Coordinate annotation records
════════════════

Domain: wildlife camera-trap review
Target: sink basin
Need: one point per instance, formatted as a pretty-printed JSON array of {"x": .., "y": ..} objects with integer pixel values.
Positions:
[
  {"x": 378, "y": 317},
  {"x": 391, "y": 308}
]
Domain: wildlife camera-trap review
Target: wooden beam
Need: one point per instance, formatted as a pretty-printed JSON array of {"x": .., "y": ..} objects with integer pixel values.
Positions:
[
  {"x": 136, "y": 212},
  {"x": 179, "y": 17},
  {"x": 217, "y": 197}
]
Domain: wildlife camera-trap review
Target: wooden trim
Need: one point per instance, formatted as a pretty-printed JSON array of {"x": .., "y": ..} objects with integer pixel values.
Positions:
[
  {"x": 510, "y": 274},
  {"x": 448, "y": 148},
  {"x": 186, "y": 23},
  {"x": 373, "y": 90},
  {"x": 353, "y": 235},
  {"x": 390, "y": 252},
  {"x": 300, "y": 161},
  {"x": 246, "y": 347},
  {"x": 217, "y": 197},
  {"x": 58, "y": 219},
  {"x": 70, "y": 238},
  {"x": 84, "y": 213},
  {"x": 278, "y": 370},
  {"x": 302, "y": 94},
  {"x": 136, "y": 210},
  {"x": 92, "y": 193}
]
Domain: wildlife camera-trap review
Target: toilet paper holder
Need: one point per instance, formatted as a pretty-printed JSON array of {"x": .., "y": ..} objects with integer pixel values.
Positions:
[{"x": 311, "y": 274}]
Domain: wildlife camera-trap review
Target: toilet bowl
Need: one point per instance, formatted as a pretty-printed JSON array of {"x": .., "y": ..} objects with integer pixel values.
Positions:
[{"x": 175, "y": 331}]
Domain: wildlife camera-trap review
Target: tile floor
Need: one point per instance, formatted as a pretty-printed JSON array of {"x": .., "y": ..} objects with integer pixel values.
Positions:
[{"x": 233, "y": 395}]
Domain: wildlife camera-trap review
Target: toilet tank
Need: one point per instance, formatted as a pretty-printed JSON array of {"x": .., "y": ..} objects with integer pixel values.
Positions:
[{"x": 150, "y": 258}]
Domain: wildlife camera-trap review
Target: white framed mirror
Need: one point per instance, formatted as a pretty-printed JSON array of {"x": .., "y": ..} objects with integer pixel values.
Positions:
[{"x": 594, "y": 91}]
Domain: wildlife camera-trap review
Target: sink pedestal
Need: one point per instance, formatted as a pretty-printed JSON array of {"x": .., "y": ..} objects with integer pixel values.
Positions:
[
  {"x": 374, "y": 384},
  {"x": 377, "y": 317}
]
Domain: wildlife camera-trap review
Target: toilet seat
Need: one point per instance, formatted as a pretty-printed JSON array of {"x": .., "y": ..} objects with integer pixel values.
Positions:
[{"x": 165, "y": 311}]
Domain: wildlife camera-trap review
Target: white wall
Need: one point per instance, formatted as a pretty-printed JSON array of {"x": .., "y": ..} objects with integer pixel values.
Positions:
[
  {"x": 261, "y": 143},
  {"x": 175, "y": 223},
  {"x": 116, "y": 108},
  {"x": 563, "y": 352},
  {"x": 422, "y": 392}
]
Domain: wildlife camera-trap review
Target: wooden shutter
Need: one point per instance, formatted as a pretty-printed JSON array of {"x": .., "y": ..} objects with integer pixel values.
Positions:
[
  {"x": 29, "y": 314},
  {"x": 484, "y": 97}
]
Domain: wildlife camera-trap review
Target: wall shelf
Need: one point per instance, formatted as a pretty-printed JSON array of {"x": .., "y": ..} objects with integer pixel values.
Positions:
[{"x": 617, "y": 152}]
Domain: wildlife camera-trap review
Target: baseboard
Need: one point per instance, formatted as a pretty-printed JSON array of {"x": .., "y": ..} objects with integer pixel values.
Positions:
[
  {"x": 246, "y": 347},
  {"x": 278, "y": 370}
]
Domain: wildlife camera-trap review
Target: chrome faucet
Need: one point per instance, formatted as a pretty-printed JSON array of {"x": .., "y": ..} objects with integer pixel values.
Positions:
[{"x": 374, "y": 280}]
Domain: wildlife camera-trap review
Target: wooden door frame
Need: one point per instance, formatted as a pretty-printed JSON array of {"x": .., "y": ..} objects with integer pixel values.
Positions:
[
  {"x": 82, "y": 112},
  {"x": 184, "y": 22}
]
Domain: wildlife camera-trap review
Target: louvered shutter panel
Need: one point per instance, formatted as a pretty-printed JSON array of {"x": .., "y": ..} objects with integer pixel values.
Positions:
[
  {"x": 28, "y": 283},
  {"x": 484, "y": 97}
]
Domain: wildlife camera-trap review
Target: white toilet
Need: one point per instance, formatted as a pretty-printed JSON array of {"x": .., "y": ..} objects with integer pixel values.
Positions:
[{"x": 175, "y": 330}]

════════════════

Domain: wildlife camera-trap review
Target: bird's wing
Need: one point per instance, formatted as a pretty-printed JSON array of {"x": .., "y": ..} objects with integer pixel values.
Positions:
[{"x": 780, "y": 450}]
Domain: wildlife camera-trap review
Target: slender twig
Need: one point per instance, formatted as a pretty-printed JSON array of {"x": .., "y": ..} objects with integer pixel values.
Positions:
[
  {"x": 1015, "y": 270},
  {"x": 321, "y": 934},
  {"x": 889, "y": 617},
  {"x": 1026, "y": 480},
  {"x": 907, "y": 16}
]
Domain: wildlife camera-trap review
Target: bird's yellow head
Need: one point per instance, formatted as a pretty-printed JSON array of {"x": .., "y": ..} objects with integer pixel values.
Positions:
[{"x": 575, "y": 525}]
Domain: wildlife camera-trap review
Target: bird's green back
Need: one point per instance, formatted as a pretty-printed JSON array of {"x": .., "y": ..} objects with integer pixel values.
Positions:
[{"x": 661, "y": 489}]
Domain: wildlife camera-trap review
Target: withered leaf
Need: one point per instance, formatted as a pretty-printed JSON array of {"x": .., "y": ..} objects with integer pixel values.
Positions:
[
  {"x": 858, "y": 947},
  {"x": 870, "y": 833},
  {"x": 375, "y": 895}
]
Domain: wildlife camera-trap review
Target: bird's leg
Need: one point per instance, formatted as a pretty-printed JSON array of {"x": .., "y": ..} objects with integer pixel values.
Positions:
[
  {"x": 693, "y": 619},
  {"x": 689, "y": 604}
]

════════════════

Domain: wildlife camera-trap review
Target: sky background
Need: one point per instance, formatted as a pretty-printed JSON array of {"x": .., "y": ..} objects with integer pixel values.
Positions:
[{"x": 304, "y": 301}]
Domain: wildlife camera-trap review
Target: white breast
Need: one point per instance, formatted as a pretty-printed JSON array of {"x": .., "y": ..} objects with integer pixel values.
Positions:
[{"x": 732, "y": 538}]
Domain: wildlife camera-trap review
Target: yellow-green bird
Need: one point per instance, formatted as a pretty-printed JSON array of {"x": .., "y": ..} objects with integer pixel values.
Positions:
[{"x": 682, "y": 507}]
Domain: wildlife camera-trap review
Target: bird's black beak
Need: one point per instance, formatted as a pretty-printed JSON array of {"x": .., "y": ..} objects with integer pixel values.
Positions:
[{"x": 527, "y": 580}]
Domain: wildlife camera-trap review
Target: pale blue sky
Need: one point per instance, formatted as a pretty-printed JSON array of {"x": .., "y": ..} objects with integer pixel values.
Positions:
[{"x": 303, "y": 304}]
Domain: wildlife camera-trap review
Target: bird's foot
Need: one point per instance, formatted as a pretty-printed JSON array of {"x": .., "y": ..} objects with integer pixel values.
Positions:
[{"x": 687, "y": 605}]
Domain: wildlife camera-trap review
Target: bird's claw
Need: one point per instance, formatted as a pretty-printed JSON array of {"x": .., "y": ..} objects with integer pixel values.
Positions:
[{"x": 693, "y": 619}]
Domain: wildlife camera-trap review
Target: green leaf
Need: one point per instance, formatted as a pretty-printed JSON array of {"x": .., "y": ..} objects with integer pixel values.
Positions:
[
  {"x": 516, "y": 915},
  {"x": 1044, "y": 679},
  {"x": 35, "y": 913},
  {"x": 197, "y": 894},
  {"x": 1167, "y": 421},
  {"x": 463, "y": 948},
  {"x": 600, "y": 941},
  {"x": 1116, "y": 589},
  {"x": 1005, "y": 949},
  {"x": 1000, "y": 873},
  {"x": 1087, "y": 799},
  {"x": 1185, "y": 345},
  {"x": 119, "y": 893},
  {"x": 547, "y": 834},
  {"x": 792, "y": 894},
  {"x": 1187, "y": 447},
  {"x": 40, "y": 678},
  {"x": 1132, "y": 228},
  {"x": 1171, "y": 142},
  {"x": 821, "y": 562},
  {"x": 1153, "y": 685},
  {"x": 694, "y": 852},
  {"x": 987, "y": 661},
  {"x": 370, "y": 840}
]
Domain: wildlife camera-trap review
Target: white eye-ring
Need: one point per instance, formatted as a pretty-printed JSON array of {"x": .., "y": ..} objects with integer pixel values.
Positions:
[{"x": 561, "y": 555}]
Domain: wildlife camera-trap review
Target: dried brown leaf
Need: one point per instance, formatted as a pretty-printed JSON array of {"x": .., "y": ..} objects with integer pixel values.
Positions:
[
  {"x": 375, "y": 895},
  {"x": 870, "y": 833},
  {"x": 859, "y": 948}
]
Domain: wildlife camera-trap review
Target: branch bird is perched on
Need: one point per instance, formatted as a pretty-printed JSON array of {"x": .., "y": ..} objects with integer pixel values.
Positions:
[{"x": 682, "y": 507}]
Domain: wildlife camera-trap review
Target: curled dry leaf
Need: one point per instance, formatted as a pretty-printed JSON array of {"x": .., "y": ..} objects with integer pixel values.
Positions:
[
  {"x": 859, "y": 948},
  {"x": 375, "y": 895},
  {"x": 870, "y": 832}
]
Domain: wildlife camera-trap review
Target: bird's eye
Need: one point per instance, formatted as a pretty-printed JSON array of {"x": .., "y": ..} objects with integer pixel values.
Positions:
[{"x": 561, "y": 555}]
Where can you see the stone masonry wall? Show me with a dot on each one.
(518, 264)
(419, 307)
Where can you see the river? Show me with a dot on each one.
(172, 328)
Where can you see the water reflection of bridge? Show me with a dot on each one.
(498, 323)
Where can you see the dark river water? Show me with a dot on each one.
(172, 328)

════════════════

Collect each line of the records above in which the string "sink" appears. Uppercase and lowercase letters count as different.

Target: sink basin
Target: sink pedestal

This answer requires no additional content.